_Work to complete_.
(1) In the text on oral health and smoking, list the parts of the mouth that it says are affected by smoke.
(2) Retype the part of the text on oral health and smoking starting with "Although the effects" and going on through "these risks seriously.".

*** Text under study Section Begins ***

Nutrition is one of the key areas to focus on while trying to improve one’s oral health. However, there are a number of other factors that can influence gum disease, tooth decay, or worse. If nutrition is not an area of concern, focus on any of the following possible risk factors.
Although the effects of smoking were not fully aware in the past, we now know that smoking is a destructive habit. Not only does it threaten one’s oral health, but it can create a vast array of health problems. Considering the health issues related to smoking are 100% preventable, it is important that you take these risks seriously.
The smoke that is inhaled from cigarettes or pipes creates a destructive path. The chemicals and smoke itself attack whatever tissue it comes into contact with. Starting within your mouth; your tongue, gums, and teeth are affected next. Then, the smoke continues to pass through your throat, esophagus, lungs, stomach, and various other areas before reaching organs such as the kidneys and bladder.

*** Text under study Section Ends ***
*** Information Section Begins ***

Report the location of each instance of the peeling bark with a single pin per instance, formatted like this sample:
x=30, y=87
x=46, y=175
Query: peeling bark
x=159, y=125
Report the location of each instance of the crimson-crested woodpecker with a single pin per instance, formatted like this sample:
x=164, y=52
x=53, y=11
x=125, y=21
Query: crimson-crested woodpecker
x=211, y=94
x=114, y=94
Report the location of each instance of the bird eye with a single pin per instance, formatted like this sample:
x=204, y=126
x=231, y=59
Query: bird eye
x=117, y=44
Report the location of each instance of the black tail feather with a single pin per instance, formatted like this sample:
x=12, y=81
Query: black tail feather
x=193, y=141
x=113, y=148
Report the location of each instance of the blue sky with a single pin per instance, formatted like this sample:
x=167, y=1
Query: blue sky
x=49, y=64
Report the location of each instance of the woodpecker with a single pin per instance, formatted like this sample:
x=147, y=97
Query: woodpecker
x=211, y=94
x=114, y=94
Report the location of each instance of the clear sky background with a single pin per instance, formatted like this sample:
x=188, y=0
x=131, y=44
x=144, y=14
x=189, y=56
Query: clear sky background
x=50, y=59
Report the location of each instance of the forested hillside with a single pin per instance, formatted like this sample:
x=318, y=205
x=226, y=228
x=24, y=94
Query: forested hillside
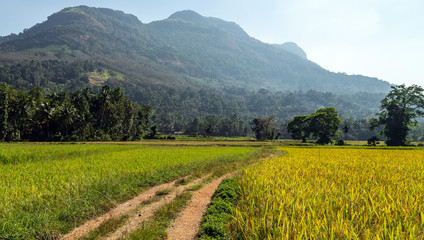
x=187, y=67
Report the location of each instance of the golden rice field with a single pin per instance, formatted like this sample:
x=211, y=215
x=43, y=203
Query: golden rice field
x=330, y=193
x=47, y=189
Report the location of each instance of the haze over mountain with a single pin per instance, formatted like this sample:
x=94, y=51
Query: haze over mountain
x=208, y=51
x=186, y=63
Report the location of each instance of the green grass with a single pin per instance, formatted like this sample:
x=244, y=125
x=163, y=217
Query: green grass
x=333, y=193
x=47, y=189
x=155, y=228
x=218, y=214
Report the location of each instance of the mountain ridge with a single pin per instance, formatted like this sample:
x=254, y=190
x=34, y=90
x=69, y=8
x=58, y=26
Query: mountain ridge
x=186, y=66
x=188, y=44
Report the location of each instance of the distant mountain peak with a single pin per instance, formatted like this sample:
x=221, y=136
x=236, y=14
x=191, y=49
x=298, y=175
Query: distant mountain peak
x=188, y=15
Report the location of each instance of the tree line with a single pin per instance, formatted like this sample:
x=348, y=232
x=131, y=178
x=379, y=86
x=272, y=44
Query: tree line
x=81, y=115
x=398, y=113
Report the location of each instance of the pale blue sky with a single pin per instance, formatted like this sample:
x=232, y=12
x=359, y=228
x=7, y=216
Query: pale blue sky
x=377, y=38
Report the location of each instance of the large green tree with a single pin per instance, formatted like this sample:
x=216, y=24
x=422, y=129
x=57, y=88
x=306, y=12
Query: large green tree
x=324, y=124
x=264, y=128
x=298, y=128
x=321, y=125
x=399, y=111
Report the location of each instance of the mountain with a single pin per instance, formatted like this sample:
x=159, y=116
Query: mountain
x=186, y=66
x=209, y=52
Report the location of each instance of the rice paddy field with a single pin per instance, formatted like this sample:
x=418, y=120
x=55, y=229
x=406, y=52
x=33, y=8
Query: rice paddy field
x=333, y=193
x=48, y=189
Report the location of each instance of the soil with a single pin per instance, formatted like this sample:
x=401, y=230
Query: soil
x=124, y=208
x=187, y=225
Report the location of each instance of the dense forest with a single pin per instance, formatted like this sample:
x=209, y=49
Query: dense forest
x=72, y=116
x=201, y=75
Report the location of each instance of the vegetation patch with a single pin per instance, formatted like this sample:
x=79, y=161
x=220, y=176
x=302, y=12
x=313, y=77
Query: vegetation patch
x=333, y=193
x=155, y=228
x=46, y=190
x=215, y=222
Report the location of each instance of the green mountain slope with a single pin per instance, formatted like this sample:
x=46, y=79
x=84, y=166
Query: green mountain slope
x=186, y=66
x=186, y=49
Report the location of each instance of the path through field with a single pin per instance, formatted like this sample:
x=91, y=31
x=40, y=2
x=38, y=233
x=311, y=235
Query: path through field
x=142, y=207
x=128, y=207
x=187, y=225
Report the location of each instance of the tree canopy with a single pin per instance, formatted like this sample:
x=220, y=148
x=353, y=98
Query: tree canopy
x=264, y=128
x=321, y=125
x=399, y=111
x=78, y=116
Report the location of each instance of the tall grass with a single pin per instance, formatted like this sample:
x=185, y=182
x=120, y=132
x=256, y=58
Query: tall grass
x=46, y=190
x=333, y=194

*** Information Section Ends ***
*** Information Section Begins ***

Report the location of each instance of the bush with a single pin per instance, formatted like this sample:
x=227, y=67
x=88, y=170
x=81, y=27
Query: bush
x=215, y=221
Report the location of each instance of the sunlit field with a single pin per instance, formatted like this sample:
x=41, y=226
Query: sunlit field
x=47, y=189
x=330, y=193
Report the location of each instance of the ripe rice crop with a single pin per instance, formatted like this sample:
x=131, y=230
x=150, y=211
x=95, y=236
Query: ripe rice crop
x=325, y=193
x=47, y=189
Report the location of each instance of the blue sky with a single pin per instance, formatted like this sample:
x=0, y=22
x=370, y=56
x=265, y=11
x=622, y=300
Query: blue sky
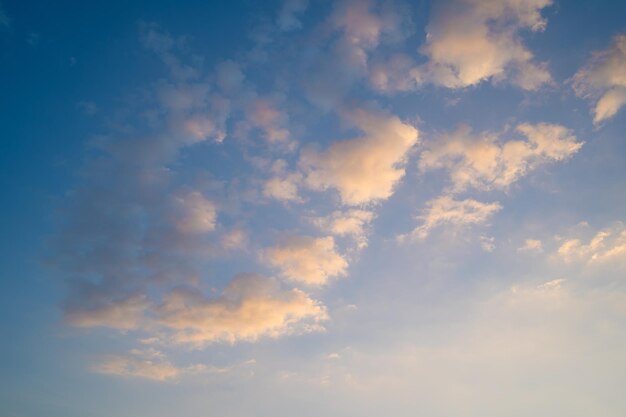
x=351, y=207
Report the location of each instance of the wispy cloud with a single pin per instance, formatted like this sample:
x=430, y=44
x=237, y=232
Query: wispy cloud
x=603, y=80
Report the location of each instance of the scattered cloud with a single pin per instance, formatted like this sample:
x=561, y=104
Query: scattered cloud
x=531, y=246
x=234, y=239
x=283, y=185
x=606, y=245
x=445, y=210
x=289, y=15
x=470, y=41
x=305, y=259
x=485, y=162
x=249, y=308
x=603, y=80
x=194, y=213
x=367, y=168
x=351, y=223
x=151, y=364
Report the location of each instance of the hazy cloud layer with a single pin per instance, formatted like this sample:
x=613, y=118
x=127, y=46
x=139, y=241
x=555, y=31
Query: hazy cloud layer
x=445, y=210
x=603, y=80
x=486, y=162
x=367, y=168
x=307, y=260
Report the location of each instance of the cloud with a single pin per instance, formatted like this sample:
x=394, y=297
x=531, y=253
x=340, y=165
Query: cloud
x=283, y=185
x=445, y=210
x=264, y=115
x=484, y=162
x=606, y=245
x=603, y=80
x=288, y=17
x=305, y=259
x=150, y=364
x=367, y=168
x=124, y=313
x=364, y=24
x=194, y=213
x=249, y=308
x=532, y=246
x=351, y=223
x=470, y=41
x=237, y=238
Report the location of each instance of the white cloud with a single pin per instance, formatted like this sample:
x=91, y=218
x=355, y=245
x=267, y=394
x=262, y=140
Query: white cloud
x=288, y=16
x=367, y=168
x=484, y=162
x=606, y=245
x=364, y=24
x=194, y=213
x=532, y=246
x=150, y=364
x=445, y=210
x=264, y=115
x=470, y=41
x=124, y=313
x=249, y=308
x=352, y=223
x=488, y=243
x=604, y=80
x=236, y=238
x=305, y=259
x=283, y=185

*** Information Section Ends ***

_Results in order_.
(1) tongue, gums, teeth

(2)
Although the effects of smoking were not fully aware in the past, we now know that smoking is a destructive habit. Not only does it threaten one’s oral health, but it can create a vast array of health problems. Considering the health issues related to smoking are 100% preventable, it is important that you take these risks seriously.